* Exercise: Pictures do not belong in the copy; retype the records below exactly.

##### Exercise data #####

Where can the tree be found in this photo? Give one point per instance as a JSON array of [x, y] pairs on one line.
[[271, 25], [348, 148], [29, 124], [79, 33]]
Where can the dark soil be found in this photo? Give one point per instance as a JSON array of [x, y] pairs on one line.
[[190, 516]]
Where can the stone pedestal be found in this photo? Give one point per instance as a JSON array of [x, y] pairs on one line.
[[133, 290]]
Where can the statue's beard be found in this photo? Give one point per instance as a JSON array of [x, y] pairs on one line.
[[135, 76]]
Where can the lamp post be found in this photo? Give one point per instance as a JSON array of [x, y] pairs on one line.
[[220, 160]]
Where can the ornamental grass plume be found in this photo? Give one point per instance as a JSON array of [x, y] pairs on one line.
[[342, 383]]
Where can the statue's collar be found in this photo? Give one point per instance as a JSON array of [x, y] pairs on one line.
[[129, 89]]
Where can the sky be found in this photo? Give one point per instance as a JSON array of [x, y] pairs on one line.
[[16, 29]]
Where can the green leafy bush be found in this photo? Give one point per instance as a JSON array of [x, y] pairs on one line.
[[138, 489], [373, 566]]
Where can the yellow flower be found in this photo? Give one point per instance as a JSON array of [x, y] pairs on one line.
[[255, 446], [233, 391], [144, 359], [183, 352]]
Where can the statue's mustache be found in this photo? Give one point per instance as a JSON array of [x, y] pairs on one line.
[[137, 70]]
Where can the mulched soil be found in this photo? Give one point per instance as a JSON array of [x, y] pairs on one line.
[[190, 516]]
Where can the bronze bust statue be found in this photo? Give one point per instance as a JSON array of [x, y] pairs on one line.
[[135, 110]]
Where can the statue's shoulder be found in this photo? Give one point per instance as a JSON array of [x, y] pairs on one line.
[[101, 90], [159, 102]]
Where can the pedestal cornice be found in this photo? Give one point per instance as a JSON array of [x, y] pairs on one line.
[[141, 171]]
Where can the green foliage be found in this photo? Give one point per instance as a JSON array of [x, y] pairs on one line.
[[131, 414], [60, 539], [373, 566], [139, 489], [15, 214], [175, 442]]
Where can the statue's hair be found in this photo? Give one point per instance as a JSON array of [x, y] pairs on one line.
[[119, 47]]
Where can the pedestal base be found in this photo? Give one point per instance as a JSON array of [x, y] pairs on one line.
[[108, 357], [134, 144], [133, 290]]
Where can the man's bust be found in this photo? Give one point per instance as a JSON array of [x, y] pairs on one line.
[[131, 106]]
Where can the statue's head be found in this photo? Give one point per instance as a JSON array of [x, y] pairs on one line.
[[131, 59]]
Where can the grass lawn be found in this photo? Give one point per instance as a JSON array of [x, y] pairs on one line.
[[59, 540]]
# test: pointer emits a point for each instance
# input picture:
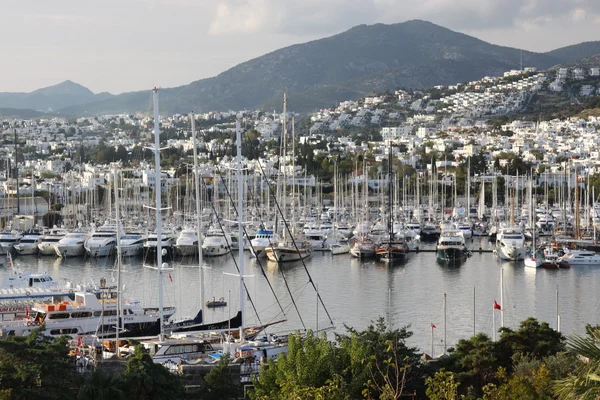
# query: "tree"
(584, 382)
(37, 366)
(442, 386)
(102, 385)
(146, 380)
(219, 384)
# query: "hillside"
(352, 64)
(51, 98)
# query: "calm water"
(356, 292)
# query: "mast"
(445, 318)
(119, 298)
(198, 210)
(17, 172)
(238, 138)
(501, 298)
(158, 190)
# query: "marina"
(357, 292)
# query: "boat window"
(58, 316)
(82, 314)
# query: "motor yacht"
(215, 244)
(103, 241)
(71, 245)
(28, 244)
(187, 242)
(451, 246)
(49, 240)
(510, 244)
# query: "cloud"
(310, 17)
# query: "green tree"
(584, 382)
(146, 380)
(443, 385)
(101, 384)
(37, 367)
(219, 384)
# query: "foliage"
(374, 364)
(36, 367)
(219, 384)
(102, 384)
(146, 380)
(443, 385)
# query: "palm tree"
(584, 383)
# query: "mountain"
(24, 113)
(51, 98)
(576, 52)
(363, 60)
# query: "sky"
(128, 45)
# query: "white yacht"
(151, 243)
(215, 244)
(289, 250)
(89, 313)
(28, 244)
(20, 280)
(132, 244)
(46, 246)
(71, 245)
(187, 242)
(103, 241)
(261, 241)
(510, 244)
(451, 246)
(466, 228)
(580, 258)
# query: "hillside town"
(67, 156)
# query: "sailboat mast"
(158, 190)
(198, 209)
(119, 294)
(238, 138)
(502, 298)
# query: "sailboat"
(532, 258)
(394, 248)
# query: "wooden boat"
(216, 303)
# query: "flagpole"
(432, 355)
(494, 322)
(445, 345)
(473, 310)
(501, 297)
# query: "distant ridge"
(360, 61)
(51, 98)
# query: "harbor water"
(357, 292)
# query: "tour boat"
(451, 246)
(49, 240)
(71, 245)
(215, 244)
(89, 313)
(262, 240)
(510, 244)
(187, 242)
(103, 241)
(580, 258)
(28, 244)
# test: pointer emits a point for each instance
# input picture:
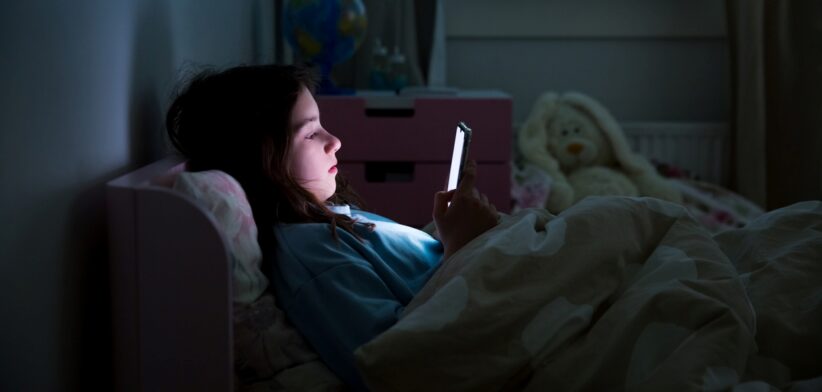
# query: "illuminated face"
(313, 161)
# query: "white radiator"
(700, 148)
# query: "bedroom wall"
(84, 85)
(645, 60)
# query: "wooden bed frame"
(171, 286)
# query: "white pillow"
(223, 196)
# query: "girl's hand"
(469, 215)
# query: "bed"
(614, 293)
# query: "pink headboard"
(171, 286)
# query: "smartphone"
(462, 139)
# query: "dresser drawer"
(405, 193)
(419, 130)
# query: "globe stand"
(327, 86)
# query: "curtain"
(776, 82)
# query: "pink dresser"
(396, 150)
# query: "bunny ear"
(613, 131)
(532, 136)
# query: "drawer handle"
(389, 171)
(390, 112)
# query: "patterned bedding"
(615, 294)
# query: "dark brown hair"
(238, 121)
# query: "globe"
(325, 33)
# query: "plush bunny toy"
(576, 141)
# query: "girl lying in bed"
(612, 294)
(341, 274)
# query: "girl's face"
(312, 159)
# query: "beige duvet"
(615, 294)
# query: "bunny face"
(575, 140)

#####

* Solution below:
Where can the tree be found in this photo? Give one point per instance as a JSON array of [x, y] pairs on one line.
[[271, 25], [348, 148], [29, 124], [79, 33]]
Where can the dark soil be found in this photo? Give one point per instance as a JSON array of [x, y] pairs on one line.
[[190, 516]]
Where can the stone pedestal be found in this photo? Give one point per instance as a JSON array of [x, y] pairs on one line.
[[133, 290]]
Where can the statue's beard be found in this photo? Give one point per instance as a JSON array of [x, y] pairs on one line.
[[135, 76]]
Where can the lamp post be found in this photo? Give one point per instance as a JSON array of [x, y] pairs on one line.
[[220, 160]]
Where can the ornamental grass plume be found in this photo? Give one point per instance as a JSON array of [x, y] pairs on one line.
[[342, 383]]
Where can the statue's collar be found in this photo? Give one point per instance as a JSON array of [x, y] pairs on one line.
[[129, 89]]
Where can the sky be found in this photo? Give one point per instance as a JSON array of [x, y] pairs on one line.
[[16, 29]]
Where can the green leafy bush be found in this photo? Give one point per instance as a JSON array of [x, y] pairs on one line.
[[138, 489], [373, 566]]
Where can the yellow flower be found in this photo? Give one point per instance as a JSON array of [x, y] pairs on one line.
[[255, 446], [233, 391], [144, 359], [183, 352]]
Where can the statue's mustache be found in this photo? Give one point per instance as a JSON array of [x, y] pairs on one line.
[[137, 70]]
Where can the mulched soil be found in this photo? Give one point per instance as a JSON array of [x, y] pairs on one line.
[[190, 516]]
Where can the bronze bust statue be found in this photo? Give one point per instance as a JSON array of [x, y] pairs on one line.
[[135, 110]]
Where can the statue's shoulder be found in this photo? Give one point per instance as a JSON array of [x, y] pairs on one line.
[[101, 90], [159, 102]]
Where can the pedestal cornice be found in this photo? Give one point per instance as a JSON array of [x, y] pairs on one line.
[[141, 171]]
Where can the green foliage be found in this photo? Give one point per instance as a JSON array of [x, y] pairs on one line.
[[131, 414], [60, 539], [373, 566], [139, 489], [15, 214], [175, 442]]
Where can the statue's hair be found in this photo? Give one point per instance as a JSON array of [x, y] pairs on one line.
[[119, 47]]
Where can the pedestal base be found in this photo? Give one point per instance as a JSON array of [x, y] pairs on one line.
[[108, 357], [134, 144], [133, 290]]
Where can the man's bust be found in this photo? Give one point per instance as a JSON array of [x, y] pairs on one line.
[[131, 106]]
Where can the statue's head be found in this photo? Give one point per instance as a JSON array of [x, y] pairs on one line.
[[131, 59]]
Where can the grass lawn be found in this photo? Give one point per instance as a JSON array of [x, y] pairs on one line.
[[59, 540]]
# test: pointer emits a point for each instance
# input picture:
# query: "tree"
(584, 382)
(37, 366)
(442, 386)
(102, 385)
(146, 380)
(219, 384)
# query: "hillside"
(352, 64)
(51, 98)
# query: "calm water"
(356, 292)
# query: "mast"
(445, 318)
(119, 298)
(198, 210)
(17, 172)
(238, 138)
(501, 298)
(158, 190)
# query: "marina"
(357, 292)
# query: "boat window"
(58, 316)
(82, 314)
# query: "motor yacht"
(215, 244)
(103, 241)
(71, 245)
(28, 244)
(187, 242)
(451, 246)
(49, 240)
(510, 244)
# query: "cloud"
(310, 17)
# query: "green tree"
(584, 382)
(146, 380)
(443, 385)
(101, 384)
(37, 367)
(219, 384)
# query: "foliage"
(374, 364)
(36, 367)
(219, 384)
(102, 384)
(146, 380)
(443, 385)
# query: "palm tree"
(584, 383)
# query: "mountain"
(24, 113)
(51, 98)
(576, 52)
(363, 60)
# query: "sky"
(128, 45)
# query: "white yacht"
(151, 243)
(215, 244)
(289, 250)
(89, 313)
(28, 244)
(20, 280)
(132, 244)
(46, 246)
(71, 245)
(187, 242)
(103, 241)
(261, 241)
(510, 244)
(451, 246)
(466, 228)
(580, 258)
# query: "hillside town"
(67, 156)
# query: "sailboat mast"
(158, 190)
(198, 209)
(119, 294)
(238, 138)
(502, 298)
# query: "sailboat"
(532, 258)
(394, 248)
# query: "wooden boat"
(216, 303)
# query: "flagpole"
(432, 355)
(494, 322)
(445, 345)
(473, 310)
(501, 297)
# query: "distant ridge"
(360, 61)
(51, 98)
# query: "harbor water"
(357, 292)
# query: "tour boat"
(451, 246)
(49, 240)
(71, 245)
(215, 244)
(89, 313)
(262, 240)
(510, 244)
(187, 242)
(103, 241)
(580, 258)
(28, 244)
# test: pointer emits a point for each instance
# input picture:
# query: "illuminated face"
(313, 161)
# query: "white radiator"
(700, 148)
# query: "bedroom wall"
(84, 85)
(645, 60)
# query: "wooden bed frame"
(171, 286)
# query: "white pillow"
(223, 196)
# query: "girl's hand"
(469, 215)
# query: "bed"
(614, 293)
# query: "pink headboard"
(171, 286)
# query: "smartphone"
(462, 139)
# query: "dresser drawer"
(405, 193)
(419, 130)
# query: "globe stand"
(327, 86)
# query: "curtain"
(776, 82)
# query: "pink dresser"
(396, 150)
# query: "bunny ear"
(613, 131)
(532, 136)
# query: "drawer handle"
(389, 171)
(390, 112)
# query: "patterned bedding"
(615, 294)
# query: "dark brown hair"
(238, 121)
# query: "globe"
(325, 33)
# query: "plush bunny toy"
(576, 141)
# query: "girl lying in bed"
(612, 294)
(341, 274)
# query: "girl's face"
(312, 159)
# query: "beige duvet"
(615, 294)
# query: "bunny face"
(575, 140)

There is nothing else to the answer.